▶ [Point annotation records]
----
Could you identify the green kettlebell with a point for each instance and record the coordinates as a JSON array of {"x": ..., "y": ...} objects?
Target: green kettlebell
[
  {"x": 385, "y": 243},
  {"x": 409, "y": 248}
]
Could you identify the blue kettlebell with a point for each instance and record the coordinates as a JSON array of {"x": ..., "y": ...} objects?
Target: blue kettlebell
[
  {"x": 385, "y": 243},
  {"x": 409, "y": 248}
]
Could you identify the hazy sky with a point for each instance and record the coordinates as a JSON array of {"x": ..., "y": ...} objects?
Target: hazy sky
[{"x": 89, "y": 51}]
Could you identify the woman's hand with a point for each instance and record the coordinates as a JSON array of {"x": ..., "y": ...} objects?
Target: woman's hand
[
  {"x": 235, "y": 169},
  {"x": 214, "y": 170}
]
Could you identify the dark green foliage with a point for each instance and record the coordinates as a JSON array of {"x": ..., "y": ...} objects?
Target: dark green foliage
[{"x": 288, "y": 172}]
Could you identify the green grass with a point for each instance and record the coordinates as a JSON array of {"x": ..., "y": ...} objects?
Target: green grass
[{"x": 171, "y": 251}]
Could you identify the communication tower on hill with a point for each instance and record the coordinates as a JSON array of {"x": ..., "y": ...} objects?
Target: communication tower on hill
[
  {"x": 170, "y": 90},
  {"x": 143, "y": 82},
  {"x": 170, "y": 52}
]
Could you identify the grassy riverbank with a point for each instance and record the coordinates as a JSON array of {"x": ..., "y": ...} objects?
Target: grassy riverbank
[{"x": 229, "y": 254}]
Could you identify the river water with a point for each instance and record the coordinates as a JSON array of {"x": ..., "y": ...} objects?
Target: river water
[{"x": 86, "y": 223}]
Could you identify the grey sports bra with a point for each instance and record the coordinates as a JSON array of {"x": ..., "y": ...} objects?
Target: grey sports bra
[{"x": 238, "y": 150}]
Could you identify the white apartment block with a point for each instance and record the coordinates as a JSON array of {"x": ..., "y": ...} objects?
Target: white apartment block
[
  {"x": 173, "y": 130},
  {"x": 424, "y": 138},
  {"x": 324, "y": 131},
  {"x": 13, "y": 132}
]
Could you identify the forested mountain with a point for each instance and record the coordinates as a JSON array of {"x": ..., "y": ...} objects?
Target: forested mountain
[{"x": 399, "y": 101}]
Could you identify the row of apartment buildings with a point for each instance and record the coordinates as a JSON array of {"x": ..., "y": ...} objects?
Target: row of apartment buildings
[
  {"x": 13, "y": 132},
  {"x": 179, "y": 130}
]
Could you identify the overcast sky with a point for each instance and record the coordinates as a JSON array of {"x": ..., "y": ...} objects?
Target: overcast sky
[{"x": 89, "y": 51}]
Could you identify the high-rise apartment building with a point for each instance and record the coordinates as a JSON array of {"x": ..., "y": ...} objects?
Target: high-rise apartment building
----
▶ [Task description] Rewrite only the stretch of entries from the line containing "Could you identify the row" through the end, substituting "cloudy" for every "overcast" and changing nothing else.

▶ [Answer to the task]
Could you identify the row of apartment buildings with a point for each instance and record the coordinates as a JSON array of {"x": ..., "y": ...} objects?
Target: row of apartment buildings
[
  {"x": 13, "y": 132},
  {"x": 179, "y": 130}
]
Could you identify the cloudy sky with a point for each instance and record the coordinates as a JSON array of {"x": ..., "y": ...} objects?
Target: cloudy sky
[{"x": 89, "y": 51}]
Could you identify the high-rise apartment building with a point for each instance and record the coordinates as a JSON array of {"x": ..., "y": ...} objects?
Target: high-rise apartment building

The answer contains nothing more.